START

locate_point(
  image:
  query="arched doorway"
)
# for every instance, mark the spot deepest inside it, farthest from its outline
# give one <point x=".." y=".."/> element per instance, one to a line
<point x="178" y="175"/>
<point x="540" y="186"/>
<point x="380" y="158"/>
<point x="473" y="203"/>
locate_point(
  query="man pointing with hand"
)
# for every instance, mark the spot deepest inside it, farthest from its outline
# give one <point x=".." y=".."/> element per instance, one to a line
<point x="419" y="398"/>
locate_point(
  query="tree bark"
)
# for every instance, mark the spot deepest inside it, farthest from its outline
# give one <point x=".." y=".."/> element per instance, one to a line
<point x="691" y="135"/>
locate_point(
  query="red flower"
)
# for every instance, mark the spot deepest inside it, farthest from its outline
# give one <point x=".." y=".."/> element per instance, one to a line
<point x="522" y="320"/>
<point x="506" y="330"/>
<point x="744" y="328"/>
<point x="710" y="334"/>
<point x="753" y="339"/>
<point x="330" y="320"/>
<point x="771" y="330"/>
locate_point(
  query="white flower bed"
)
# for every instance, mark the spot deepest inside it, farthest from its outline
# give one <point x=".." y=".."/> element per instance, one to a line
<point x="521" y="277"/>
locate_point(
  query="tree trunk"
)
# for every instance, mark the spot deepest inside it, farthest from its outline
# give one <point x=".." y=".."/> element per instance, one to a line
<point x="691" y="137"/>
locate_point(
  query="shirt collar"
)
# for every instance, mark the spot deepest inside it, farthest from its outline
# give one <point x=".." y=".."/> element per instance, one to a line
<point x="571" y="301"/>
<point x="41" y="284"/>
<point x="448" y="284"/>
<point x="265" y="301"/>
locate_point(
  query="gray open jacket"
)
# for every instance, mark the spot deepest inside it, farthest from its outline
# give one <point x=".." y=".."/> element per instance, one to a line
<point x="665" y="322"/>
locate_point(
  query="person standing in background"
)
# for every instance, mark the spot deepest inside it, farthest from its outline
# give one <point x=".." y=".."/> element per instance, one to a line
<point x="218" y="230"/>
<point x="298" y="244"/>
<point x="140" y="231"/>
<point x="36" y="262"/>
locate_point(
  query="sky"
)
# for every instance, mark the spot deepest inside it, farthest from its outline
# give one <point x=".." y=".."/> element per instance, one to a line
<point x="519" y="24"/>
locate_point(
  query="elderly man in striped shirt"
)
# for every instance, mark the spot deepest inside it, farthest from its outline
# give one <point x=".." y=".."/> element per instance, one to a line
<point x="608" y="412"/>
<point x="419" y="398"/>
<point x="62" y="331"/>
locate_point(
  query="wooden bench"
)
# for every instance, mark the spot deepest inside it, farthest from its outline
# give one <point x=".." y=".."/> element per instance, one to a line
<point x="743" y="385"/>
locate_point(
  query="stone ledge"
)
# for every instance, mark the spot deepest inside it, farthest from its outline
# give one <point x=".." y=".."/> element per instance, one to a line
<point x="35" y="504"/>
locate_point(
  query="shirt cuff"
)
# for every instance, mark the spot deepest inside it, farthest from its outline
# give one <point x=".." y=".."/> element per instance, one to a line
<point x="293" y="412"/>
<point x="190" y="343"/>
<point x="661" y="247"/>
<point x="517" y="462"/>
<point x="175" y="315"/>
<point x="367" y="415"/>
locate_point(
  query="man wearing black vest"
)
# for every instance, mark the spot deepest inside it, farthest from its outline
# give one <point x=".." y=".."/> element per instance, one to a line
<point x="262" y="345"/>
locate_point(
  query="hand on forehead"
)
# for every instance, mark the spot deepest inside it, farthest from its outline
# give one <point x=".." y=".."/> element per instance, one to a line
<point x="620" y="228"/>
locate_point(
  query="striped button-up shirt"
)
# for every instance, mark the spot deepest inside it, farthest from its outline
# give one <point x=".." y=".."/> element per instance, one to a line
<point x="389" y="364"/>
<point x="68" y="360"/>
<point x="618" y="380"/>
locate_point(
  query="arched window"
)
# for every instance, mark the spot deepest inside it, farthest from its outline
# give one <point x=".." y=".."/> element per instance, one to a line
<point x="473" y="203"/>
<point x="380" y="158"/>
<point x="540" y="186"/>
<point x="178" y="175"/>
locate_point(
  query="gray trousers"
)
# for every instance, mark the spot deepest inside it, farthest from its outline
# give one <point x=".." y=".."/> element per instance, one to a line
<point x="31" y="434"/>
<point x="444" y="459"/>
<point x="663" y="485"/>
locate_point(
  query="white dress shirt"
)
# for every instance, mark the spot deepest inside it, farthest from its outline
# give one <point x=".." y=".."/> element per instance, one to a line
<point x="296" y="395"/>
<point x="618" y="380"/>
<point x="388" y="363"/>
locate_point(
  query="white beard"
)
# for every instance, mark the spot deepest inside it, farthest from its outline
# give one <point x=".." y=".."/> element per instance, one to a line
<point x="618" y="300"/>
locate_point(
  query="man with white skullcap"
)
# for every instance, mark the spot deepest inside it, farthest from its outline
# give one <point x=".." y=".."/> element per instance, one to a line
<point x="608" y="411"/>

END

- What is being asked -
Copy out every line of the items that contains the string "striped", and leave out all other lines.

- The completed task -
  query="elderly man in striped shirt"
  query="striped button-up shirt"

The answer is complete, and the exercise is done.